> [Texto fornecido]
15.10.23

Os “anti-semitas” e a honra perdida de Ursula von der Leyen

 


«Ursula von der Leyen foi a Israel na sexta-feira, com Roberta Metsola, a presidente do Parlamento Europeu, e disse a Israel para fazer o que quisesse aos palestinianos, que a Europa apoiava cegamente.

A única versão benévola das inacreditáveis declarações de Von der Leyen, ao lado de Benjamin Netanyahu, é o facto de, enquanto cidadã da Alemanha, lhe ter assaltado a culpa do Holocausto, levado a cabo pelos seus antepassados.

Percebo o sentimento de culpa transgeracional, também me sinto culpada pelos crimes do colonialismo e, tal como Ursula com o Holocausto, só soube a posteriori.

> [Entradas de dados]
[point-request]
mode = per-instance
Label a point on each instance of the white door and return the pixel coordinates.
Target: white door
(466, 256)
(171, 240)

> [Exercício proposto A] Reescreva as linhas de dados apresentadas a seguir ao texto, trocando "white door" por "front door" e deixando tudo o resto igual.
> [Exercício proposto B] Prossiga o texto sobre Ursula von der Leyen e a sua visita a Israel a partir da última frase apresentada.

> [Resposta final A]
[point-request]
mode = per-instance
Label a point on each instance of the front door and return the pixel coordinates.
Target: front door
(466, 256)
(171, 240)

> [Resposta final B]
A questão é que a quantidade de sentimento de culpa e remorso que um europeu consegue abraçar é finita e no nosso arsenal de culpa colectiva só cabe uma vítima – os judeus, perseguidos durante séculos por motivos religiosos e de racismo, que culminaram nos horrores do Holocausto.

Esta é a versão benévola: a outra é que Ursula von der Leyen prepara-se, à semelhança de muitos na Europa, no Reino Unido e nos Estados Unidos, para ignorarem tudo o que se passou antes do ataque carniceiro do Hamas a Israel há uma semana. E não estão muito preocupados com o que se passou entretanto e se vai passar depois.

Até Anthony Blinken, o secretário de Estado do país cujo apoio à vingança de Israel seria automático, conseguiu lá pôr um “mas” que Ursula von der Leyen decidiu não colocar: “A nossa humanidade – o valor que atribuímos à vida humana e à dignidade humana – é o que nos torna quem somos. E é um dos nossos maiores pontos fortes. É por isso que é tão importante tomar todas as precauções possíveis para evitar ferir civis. Por isso lamentamos a perda de todas as vidas inocentes, de civis de todas as religiões, de todas as nacionalidades, que foram mortos.”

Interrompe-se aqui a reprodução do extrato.